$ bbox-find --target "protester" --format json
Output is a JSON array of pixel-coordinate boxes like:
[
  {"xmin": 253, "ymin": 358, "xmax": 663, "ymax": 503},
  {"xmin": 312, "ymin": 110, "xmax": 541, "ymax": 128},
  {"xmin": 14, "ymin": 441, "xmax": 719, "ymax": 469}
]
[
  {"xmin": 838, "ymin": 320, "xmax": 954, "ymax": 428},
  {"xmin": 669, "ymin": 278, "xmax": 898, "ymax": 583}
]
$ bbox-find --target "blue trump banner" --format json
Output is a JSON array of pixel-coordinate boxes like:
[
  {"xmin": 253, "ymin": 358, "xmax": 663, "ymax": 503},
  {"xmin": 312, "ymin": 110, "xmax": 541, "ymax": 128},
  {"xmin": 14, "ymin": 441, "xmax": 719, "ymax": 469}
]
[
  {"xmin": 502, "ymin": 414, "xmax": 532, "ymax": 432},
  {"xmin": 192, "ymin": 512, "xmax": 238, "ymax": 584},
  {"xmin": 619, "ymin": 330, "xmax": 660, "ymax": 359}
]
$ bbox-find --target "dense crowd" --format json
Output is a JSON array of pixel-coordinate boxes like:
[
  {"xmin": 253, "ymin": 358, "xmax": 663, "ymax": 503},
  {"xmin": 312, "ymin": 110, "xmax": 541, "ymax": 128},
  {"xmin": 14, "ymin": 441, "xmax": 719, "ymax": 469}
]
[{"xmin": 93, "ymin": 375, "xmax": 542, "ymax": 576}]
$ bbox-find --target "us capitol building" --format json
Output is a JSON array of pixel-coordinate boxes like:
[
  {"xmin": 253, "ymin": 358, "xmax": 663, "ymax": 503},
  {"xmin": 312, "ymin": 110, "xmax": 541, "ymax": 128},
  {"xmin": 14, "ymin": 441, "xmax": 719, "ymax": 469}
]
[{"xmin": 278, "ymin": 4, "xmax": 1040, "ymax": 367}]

WRITTEN TASK: Filter the lines above and copy each one that contains the string "target", treating case as significant.

TASK RESULT:
$ bbox-find --target "protester" --format json
$ bbox-find --target "blue trump banner" --format json
$ bbox-find --target "dense crowd" --format json
$ bbox-find --target "us capitol building" --format json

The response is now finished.